### Tasks to complete
**a)** Answer these questions from the passage on autonomous cyber operations, one line per answer, marked the same way:
(i) Which open-source tool ended its bug bounty program after a flood of low-quality AI-generated reports?
(ii) Which two kinds of tools does the passage say need research and development to cover the whole vulnerability lifecycle?
(iii) What does the passage say has yet to emerge regarding lethal autonomous weapons?
**b)** Please rewrite the passage on autonomous cyber operations from "Lastly, states should" up to and including "meaningfully reduce risk.", changing "guardrails" to "safeguards".

[[ Selected excerpt, beginning ]]

Second, defenders must invest in capabilities and infrastructure to counter autonomous cyber operations. If offensive capabilities are indeed going to advance rapidly, then defensive R&D becomes crucial. This must be a layered approach, including delaying proliferation to malicious actors, decreasing the attack surface, detecting hostile activity, and disrupting active operations. There are already promising tools emerging, such as tools for automated vulnerability discovery and red teaming. But policymakers must grapple with a harder question. How can they design for the right defenders? Many of the most vulnerable defenders—lifeline infrastructure, open-source maintainers—are under-resourced and struggle to keep up with best practices, let alone adopt new technologies. Piling the wrong tools on top of them will do them no favors, as shown by how the open-source tool cURL had to end its bug bounty program after being inundated with low-quality AI-generated reports.

Supporting the creation of tools for under-resourced defenders is precisely where policymakers and philanthropists can have their biggest impact, because the market is least likely to solve this problem itself. To cover the whole vulnerability lifecycle, for example, research and development  is needed for tools in asset inventory and patch prioritization. Here, policymakers should consider not just defenders who have traditionally been under-resourced, but also those who might be newly exposed in a rapidly automating world—financial and cloud compute providers that HACCAs might target for resources, or cyber-physical interfaces like household robots and cloud laboratories. Both new AI tools and tried-and-tested methods will be needed to harden such high-value targets.

Lastly, states should begin establishing guardrails for the development and deployment of autonomous cyber agents, before the first serious deployment forces the issue. A blanket prohibition on HACCAs is unlikely to succeed given the strength of the strategic incentives in question; attempts at “cyber arms control” have historically found little traction, and a binding international agreement on lethal autonomous weapons has yet to emerge. But guardrails short of prohibition can still meaningfully reduce risk.

[[ Selected excerpt, end ]]
[[ Dataset content, beginning ]]

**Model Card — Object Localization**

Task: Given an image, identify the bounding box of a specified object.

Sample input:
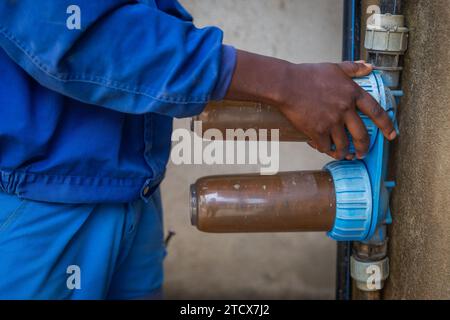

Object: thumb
[338,60,373,78]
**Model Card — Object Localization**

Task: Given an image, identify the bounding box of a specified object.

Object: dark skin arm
[225,50,397,160]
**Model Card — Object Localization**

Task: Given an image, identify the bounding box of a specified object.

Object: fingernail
[356,154,366,160]
[389,130,397,140]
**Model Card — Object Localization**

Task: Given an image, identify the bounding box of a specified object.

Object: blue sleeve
[0,0,236,117]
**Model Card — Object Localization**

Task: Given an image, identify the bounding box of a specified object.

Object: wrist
[225,50,292,105]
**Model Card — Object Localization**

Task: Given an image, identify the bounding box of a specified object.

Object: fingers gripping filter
[325,161,372,241]
[347,73,384,153]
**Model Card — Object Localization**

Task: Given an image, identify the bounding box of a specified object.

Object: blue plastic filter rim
[324,161,372,241]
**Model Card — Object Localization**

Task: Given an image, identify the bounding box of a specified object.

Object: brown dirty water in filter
[191,171,336,233]
[192,100,309,142]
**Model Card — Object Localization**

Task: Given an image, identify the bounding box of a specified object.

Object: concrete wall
[163,0,342,299]
[385,0,450,299]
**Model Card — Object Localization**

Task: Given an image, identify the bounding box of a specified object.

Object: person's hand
[278,62,396,160]
[226,51,396,159]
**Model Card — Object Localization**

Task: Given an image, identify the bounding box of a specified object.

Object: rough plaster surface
[385,0,450,299]
[162,0,342,299]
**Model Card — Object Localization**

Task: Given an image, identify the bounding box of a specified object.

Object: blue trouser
[0,190,165,299]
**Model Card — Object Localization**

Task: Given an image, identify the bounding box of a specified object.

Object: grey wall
[162,0,342,299]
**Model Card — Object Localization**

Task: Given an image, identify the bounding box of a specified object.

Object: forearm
[225,50,291,105]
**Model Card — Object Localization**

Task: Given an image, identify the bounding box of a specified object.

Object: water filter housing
[325,71,397,243]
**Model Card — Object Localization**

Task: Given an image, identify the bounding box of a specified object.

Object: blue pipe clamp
[325,71,399,243]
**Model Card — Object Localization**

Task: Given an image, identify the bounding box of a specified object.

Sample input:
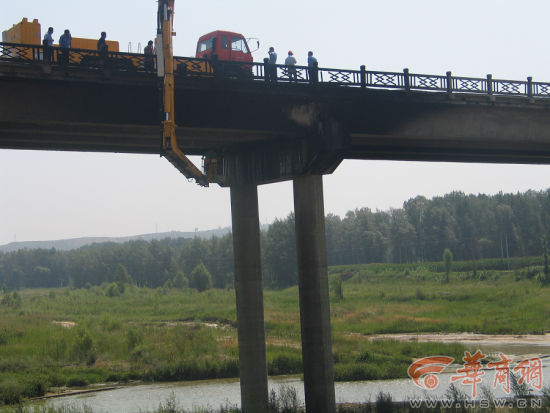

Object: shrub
[189,262,212,292]
[72,329,95,362]
[173,270,189,288]
[105,283,120,297]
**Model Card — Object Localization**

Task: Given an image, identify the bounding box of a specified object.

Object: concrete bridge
[0,44,550,412]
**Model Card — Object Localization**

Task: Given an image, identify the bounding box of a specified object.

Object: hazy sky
[0,0,550,245]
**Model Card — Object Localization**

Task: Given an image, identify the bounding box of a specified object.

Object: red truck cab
[195,30,252,63]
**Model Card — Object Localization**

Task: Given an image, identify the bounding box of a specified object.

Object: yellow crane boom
[157,0,208,186]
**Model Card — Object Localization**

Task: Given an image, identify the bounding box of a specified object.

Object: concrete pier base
[294,175,336,413]
[231,185,268,413]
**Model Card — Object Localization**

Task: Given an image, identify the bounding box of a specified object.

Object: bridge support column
[231,184,268,413]
[294,175,336,413]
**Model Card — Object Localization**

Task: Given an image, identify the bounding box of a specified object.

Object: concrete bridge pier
[294,175,336,413]
[231,180,268,413]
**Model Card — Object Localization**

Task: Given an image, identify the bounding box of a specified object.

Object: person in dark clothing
[307,51,319,84]
[42,27,53,65]
[97,32,109,64]
[143,40,155,71]
[59,29,73,65]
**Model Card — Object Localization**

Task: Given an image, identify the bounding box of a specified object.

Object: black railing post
[361,65,367,89]
[487,75,493,95]
[447,71,453,95]
[264,57,270,82]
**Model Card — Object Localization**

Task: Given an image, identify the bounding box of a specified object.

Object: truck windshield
[197,37,215,53]
[231,37,250,53]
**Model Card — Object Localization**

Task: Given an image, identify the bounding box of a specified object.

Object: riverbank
[0,262,550,403]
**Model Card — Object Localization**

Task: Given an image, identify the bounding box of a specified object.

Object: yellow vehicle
[2,17,119,62]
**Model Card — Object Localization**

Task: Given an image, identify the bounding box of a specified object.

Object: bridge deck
[0,45,550,181]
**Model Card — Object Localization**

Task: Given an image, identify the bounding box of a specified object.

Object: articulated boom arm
[157,0,208,186]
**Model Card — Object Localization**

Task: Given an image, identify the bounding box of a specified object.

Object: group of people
[266,47,318,83]
[42,27,109,65]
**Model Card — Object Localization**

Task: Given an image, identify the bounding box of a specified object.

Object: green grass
[0,260,550,404]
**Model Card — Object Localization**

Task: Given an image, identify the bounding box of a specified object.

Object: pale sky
[0,0,550,245]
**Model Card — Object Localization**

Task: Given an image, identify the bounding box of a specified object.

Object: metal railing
[0,43,550,98]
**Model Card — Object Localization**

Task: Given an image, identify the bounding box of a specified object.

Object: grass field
[0,263,550,404]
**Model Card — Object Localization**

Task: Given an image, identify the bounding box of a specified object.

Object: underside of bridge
[0,64,550,413]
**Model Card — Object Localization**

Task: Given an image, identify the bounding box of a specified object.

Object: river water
[42,343,550,413]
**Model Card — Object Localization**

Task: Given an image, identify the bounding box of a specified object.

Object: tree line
[0,189,550,289]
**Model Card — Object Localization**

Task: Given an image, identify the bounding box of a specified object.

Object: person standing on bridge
[307,51,319,84]
[266,47,277,82]
[42,27,53,65]
[59,29,73,65]
[285,50,298,82]
[97,32,109,64]
[143,40,155,71]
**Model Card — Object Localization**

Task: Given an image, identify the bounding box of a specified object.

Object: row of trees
[0,189,550,289]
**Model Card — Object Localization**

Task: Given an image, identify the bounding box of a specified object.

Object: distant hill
[0,227,231,252]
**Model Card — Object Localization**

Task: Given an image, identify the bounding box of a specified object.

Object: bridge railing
[0,43,156,71]
[0,43,550,98]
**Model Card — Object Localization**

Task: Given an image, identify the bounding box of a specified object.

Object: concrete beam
[231,180,268,413]
[294,175,336,413]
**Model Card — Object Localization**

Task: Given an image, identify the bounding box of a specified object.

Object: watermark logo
[451,350,487,398]
[407,350,543,399]
[407,356,454,390]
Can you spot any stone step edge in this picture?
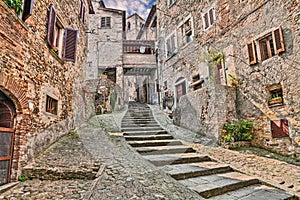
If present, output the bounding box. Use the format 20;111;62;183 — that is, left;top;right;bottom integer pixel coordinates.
197;178;260;198
22;166;97;180
167;165;233;180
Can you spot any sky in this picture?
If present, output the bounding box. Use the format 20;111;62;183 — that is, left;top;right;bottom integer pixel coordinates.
104;0;156;20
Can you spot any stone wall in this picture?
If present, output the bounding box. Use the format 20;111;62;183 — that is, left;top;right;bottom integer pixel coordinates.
173;85;237;142
0;0;88;179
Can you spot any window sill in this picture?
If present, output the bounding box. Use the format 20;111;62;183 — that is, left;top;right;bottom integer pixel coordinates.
49;49;65;64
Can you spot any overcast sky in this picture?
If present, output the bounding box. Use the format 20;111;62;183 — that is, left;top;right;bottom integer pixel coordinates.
104;0;156;20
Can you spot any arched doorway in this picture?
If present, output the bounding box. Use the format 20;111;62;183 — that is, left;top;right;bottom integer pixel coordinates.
0;91;16;185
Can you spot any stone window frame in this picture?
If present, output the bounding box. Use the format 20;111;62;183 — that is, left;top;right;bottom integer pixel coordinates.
79;0;86;23
45;94;58;115
246;26;285;65
47;4;78;63
270;119;290;138
165;31;178;60
174;77;188;106
100;16;112;29
177;14;195;48
201;5;217;30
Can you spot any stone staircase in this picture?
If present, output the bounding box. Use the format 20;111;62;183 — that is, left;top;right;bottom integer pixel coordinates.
122;102;298;200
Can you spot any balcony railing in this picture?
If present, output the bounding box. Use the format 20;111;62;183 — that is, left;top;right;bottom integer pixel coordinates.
123;40;155;54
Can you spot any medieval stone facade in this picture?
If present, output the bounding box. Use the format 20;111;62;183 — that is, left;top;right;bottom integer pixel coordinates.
0;0;89;184
157;0;300;155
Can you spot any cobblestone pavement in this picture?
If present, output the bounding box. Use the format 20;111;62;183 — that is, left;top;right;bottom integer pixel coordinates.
0;106;202;200
0;106;300;200
150;106;300;196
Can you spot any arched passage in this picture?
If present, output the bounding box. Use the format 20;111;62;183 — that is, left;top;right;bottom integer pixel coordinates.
0;91;16;185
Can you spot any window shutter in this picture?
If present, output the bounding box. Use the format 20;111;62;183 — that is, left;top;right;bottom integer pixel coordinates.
209;8;214;25
247;41;257;65
100;17;105;28
63;28;78;62
272;26;285;54
105;17;111;28
22;0;33;21
203;13;209;29
47;4;56;47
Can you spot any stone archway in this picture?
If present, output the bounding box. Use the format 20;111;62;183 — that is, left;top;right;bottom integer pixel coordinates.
0;91;16;185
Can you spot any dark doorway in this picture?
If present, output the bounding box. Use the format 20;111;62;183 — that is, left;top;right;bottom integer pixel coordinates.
0;91;16;185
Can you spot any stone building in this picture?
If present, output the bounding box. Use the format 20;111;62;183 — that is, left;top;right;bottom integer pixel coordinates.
85;1;157;104
157;0;300;155
0;0;89;185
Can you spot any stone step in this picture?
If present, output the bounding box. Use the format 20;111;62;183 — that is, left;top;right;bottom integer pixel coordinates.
135;145;196;155
121;127;163;132
128;139;182;147
209;184;296;200
123;130;168;136
143;153;211;166
124;134;173;141
121;121;159;127
179;172;259;198
161;161;233;180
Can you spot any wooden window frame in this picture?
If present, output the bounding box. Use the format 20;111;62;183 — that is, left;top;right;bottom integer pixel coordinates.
247;41;257;65
45;95;58;115
202;7;216;30
100;17;111;28
47;4;78;63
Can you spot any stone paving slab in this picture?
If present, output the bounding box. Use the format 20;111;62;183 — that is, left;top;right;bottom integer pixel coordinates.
210;184;292;200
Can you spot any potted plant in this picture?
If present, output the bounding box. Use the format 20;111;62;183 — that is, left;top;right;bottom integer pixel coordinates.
4;0;23;15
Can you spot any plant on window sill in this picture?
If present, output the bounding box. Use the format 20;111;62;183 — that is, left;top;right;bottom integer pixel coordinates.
4;0;23;15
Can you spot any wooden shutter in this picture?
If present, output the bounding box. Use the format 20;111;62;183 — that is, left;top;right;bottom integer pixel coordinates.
247;41;257;65
271;119;289;138
105;17;111;28
209;8;214;25
100;17;105;28
47;4;56;47
63;28;78;62
272;26;285;54
22;0;33;21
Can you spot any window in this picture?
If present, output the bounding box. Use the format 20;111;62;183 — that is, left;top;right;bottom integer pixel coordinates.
169;0;177;7
267;84;283;107
175;77;186;103
271;119;289;138
79;0;85;23
46;95;58;115
247;26;285;65
179;19;193;46
47;4;78;62
100;17;111;28
202;8;216;29
166;33;177;58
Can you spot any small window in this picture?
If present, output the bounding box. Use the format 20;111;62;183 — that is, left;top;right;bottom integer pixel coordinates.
271;119;289;138
247;41;257;65
268;84;283;107
47;4;78;62
202;8;216;29
166;33;177;58
46;95;58;115
259;27;285;61
169;0;177;7
79;0;85;23
100;17;111;28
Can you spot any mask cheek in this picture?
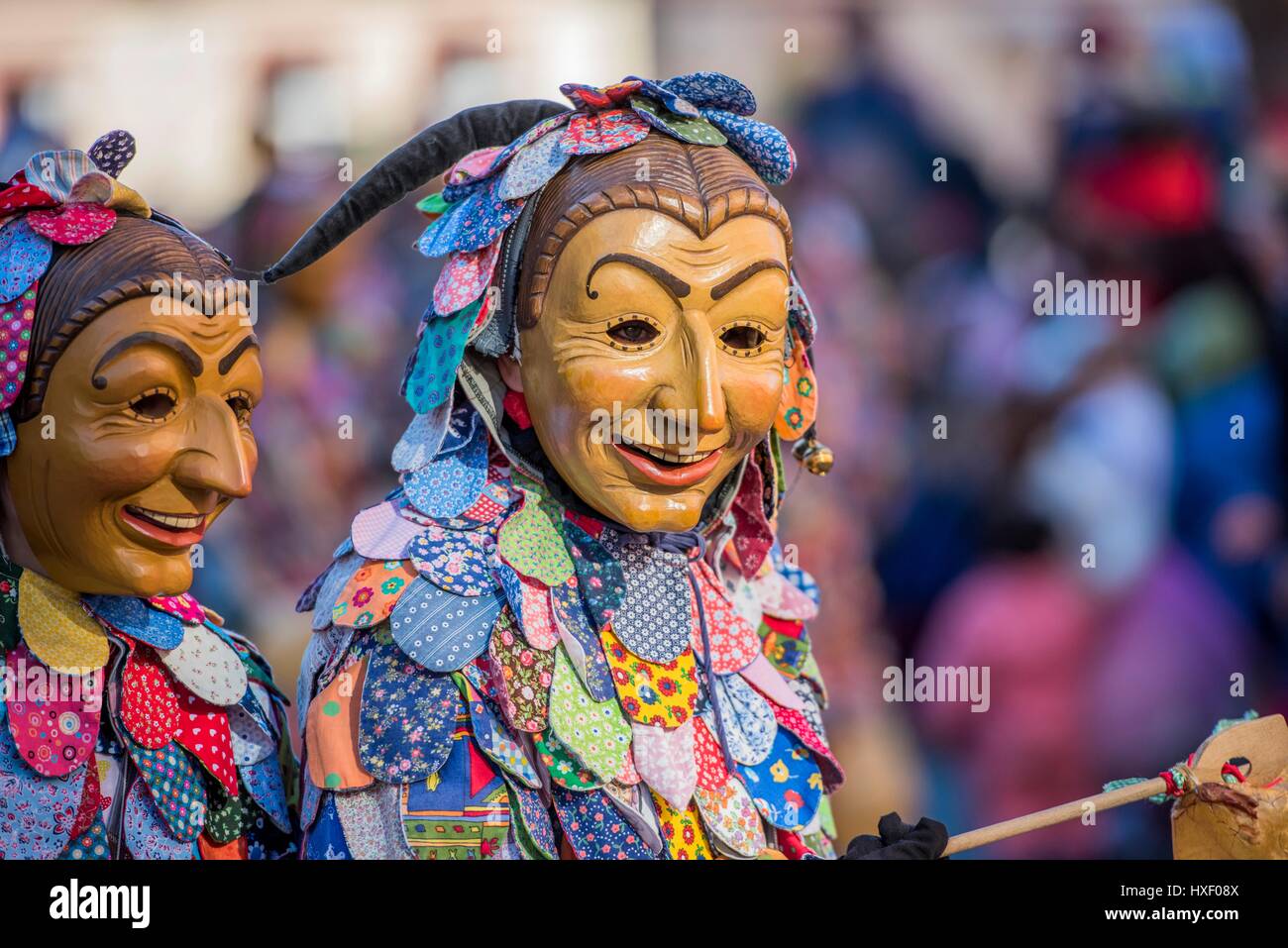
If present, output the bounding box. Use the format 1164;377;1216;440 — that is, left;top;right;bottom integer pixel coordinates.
725;362;783;448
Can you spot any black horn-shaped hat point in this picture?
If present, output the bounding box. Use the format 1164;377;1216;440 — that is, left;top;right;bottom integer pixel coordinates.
261;99;568;283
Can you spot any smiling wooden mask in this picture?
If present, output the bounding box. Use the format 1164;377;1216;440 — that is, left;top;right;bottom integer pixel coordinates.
502;133;791;531
5;216;263;596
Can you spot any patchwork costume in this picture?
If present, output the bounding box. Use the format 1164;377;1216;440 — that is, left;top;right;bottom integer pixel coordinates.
265;73;842;859
0;132;295;859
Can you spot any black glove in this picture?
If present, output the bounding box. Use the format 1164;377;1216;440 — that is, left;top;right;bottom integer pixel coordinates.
841;812;948;859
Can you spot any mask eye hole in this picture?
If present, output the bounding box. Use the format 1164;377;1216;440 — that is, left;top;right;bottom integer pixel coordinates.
720;323;765;356
128;389;179;424
606;317;662;349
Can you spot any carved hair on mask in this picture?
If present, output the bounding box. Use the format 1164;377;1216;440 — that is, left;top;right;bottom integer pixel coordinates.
3;214;263;596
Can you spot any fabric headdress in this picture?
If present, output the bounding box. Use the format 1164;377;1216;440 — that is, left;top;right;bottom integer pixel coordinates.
0;129;216;456
263;72;829;464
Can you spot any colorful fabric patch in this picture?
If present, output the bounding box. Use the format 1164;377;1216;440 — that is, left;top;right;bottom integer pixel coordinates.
174;694;237;796
434;239;501;316
228;694;277;768
559;108;649;155
773;704;845;793
304;793;353;859
559;76;644;111
407;533;497;596
0;218;53;303
506;780;559;859
711;675;778;765
159;626;249;707
147;592;206;625
774;332;818;442
600;529;695;665
27;203;116;246
349;501;422;561
391;393;452;474
389;578;505;673
497;127;571;201
601;626;698;728
416;177;528;258
312;553;368;632
693;717;729;790
125;781;197;859
403;412;488;518
85;596;186;649
693;777;767;859
0;710;86;859
738;728;823;832
332;559;420;629
488;609;555;734
702;108;796;185
693;563;761;675
86;129;136;177
738;656;802;711
751;570;818;622
358;634;464;784
304;656;373;790
533;730;605;790
404;300;482;415
550;580;614;700
653;792;716;859
631;95;729;146
496;563;559;652
465;685;541;787
240;758;291;833
631;717;698;810
129;742;207;842
402;733;510;859
733;459;774;577
18;570;108;675
497;481;575;586
554;785;653;859
335;784;415;859
0;279;40;412
550;648;633;782
563;519;626;631
5;644;104;777
660;71;756;115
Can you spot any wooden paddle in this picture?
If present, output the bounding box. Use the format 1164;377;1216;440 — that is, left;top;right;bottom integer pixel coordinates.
944;715;1288;855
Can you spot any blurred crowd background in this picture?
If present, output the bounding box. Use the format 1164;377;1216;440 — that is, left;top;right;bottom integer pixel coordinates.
0;0;1288;858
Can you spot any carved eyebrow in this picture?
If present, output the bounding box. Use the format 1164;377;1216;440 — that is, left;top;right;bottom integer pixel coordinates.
711;261;787;300
219;332;259;374
587;254;692;300
90;332;202;389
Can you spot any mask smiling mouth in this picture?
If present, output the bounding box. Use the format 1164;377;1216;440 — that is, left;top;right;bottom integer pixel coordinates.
120;503;209;548
613;438;724;487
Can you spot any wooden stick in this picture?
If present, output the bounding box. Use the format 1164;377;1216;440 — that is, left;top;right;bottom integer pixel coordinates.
944;777;1167;855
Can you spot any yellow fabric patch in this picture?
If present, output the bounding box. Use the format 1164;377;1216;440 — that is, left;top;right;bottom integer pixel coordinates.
18;570;108;675
649;790;716;859
600;625;698;728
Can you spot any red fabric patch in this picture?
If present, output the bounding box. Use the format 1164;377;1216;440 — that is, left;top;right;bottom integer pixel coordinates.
27;202;116;245
149;592;206;625
0;176;56;215
174;693;237;796
693;717;729;790
733;460;774;579
501;389;532;432
121;645;179;751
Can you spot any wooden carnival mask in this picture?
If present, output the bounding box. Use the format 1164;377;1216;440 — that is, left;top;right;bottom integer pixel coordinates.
5;218;263;596
501;136;791;531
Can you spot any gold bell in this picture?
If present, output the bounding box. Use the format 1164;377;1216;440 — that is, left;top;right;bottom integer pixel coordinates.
793;425;836;477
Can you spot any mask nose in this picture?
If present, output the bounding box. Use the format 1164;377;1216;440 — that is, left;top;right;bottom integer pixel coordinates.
658;310;728;438
174;396;258;502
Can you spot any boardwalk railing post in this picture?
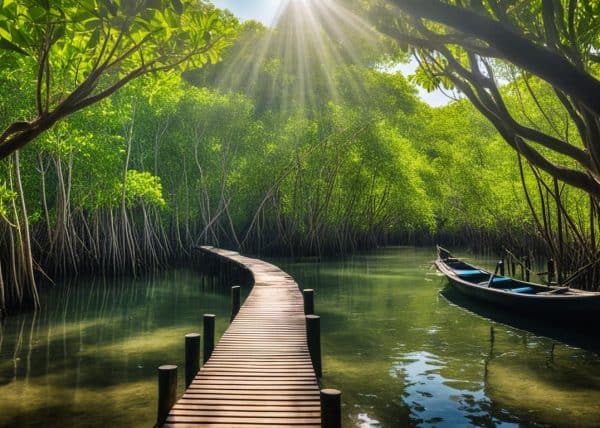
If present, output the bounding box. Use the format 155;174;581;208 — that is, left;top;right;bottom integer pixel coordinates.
548;259;554;283
202;314;216;363
156;365;177;427
231;285;241;321
185;333;200;388
306;315;323;377
321;389;342;428
302;288;315;315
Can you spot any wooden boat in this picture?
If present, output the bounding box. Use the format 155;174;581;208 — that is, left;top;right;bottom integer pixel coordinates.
435;246;600;320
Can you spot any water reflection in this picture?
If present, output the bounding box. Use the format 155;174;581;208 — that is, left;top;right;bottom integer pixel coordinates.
278;248;600;427
389;352;496;426
0;270;238;427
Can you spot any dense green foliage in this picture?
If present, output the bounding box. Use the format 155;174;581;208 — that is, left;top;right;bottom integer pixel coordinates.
0;2;594;307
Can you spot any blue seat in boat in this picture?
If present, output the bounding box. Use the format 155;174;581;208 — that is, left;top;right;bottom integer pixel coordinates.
454;269;483;279
510;287;535;294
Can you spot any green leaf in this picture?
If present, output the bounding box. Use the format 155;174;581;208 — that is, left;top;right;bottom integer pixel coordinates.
0;39;27;55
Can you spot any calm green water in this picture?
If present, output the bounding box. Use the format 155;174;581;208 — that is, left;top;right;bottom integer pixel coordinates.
0;270;230;427
0;248;600;427
282;248;600;427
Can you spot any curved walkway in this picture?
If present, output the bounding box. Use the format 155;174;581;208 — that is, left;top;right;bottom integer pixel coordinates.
165;247;321;428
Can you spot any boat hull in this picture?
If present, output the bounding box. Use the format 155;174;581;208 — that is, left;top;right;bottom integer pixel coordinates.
436;259;600;321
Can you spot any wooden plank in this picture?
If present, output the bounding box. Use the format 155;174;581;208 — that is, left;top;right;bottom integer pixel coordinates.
166;247;321;428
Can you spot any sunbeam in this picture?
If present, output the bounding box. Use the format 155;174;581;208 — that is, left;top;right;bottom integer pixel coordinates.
203;0;384;119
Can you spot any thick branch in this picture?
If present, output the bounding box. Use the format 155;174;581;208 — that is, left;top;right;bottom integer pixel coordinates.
392;0;600;114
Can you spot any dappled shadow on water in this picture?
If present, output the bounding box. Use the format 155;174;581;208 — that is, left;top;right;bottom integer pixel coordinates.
278;248;600;427
0;270;238;427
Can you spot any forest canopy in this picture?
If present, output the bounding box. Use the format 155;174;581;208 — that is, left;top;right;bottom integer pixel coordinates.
0;0;600;307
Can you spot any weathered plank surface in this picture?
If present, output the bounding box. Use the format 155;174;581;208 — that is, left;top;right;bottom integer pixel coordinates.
165;247;321;428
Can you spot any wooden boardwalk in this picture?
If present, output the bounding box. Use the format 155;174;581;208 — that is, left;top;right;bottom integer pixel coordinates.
165;247;321;428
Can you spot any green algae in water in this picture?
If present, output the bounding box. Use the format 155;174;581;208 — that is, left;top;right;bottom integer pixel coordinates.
0;248;600;427
0;270;230;427
280;248;600;427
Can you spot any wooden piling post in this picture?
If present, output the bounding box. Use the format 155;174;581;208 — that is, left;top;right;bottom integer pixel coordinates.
156;365;177;427
306;315;323;377
321;389;342;428
185;333;200;388
202;314;216;364
231;285;241;321
302;288;315;315
519;257;525;281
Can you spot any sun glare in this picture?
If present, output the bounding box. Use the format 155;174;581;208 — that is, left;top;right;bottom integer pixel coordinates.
220;0;379;117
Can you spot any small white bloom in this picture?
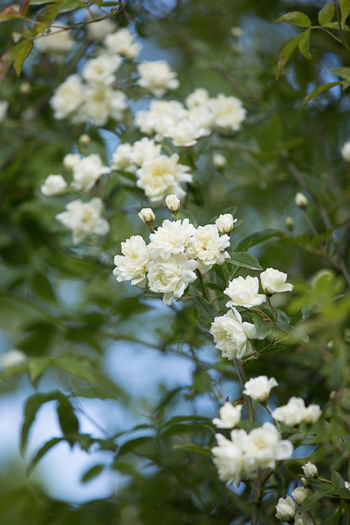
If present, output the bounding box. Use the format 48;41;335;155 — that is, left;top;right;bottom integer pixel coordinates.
137;60;179;97
165;195;180;213
113;235;151;288
292;487;311;506
215;213;237;233
209;308;258;360
276;496;295;521
301;461;318;479
138;208;156;224
260;268;293;295
243;376;278;403
40;175;67;196
56;198;109;244
213;401;243;428
148;253;197;305
63;153;80;171
224;275;266;308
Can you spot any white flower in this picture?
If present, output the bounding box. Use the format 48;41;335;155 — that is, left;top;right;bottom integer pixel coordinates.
136;155;192;205
213;401;243;428
56;198;109;244
208;93;246;133
276;496;295;521
148;219;198;260
340;142;350;162
63;153;80;171
243;376;278;403
292;487;311;506
104;28;142;60
209;308;258;360
213;153;227;170
50;75;85;119
165;195;180;213
138;208;156;224
113;235;151;288
0;100;9;122
301;461;318;479
148;253;197;305
40;175;67;196
72;153;110;191
215;213;237;233
260;268;293;295
83;55;123;86
137;60;179;97
211;430;245;486
187;224;230;273
0;348;27;371
224;275;266;308
294;192;309;210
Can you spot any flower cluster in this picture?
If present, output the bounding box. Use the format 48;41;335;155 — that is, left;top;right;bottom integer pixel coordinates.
113;204;230;304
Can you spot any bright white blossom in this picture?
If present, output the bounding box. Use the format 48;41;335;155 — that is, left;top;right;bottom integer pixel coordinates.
243;376;278;403
113;235;151;288
187;224;230;273
137;60;179;97
40;175;67;196
72;153;110;190
260;268;294;295
56;198;109;244
210;308;258;360
213;401;243;428
148;253;197;305
224;275;266;308
276;496;295;521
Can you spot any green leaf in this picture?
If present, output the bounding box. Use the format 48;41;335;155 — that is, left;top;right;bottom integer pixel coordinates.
225;252;263;271
276;11;311;27
80;463;105;483
276;33;303;80
299;81;341;109
318;4;334;26
298;29;312;60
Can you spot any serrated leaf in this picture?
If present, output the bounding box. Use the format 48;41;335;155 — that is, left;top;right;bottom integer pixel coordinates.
318;4;334;26
80;463;105;483
225;252;263;271
299;81;341;109
276;33;303;80
276;11;311;27
298;29;312;60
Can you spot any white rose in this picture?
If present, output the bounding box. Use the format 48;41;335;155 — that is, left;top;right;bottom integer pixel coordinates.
187;224;230;273
276;496;295;521
40;175;67;196
148;219;198;260
137;60;179;97
260;268;293;295
148;253;197;305
243;376;278;403
224;275;266;308
209;308;258;360
213;401;243;428
301;461;318;479
113;235;151;288
56;198;109;244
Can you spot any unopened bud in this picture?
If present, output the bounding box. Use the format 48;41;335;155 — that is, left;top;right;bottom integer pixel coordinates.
294;191;309;211
165;195;180;213
138;208;156;224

[[ Dataset content, end ]]

### Your written answers
**a)**
(i) cURL
(ii) Tools in asset inventory and patch prioritization
(iii) A binding international agreement

**b)**
Lastly, states should begin establishing safeguards for the development and deployment of autonomous cyber agents, before the first serious deployment forces the issue. A blanket prohibition on HACCAs is unlikely to succeed given the strength of the strategic incentives in question; attempts at “cyber arms control” have historically found little traction, and a binding international agreement on lethal autonomous weapons has yet to emerge. But safeguards short of prohibition can still meaningfully reduce risk.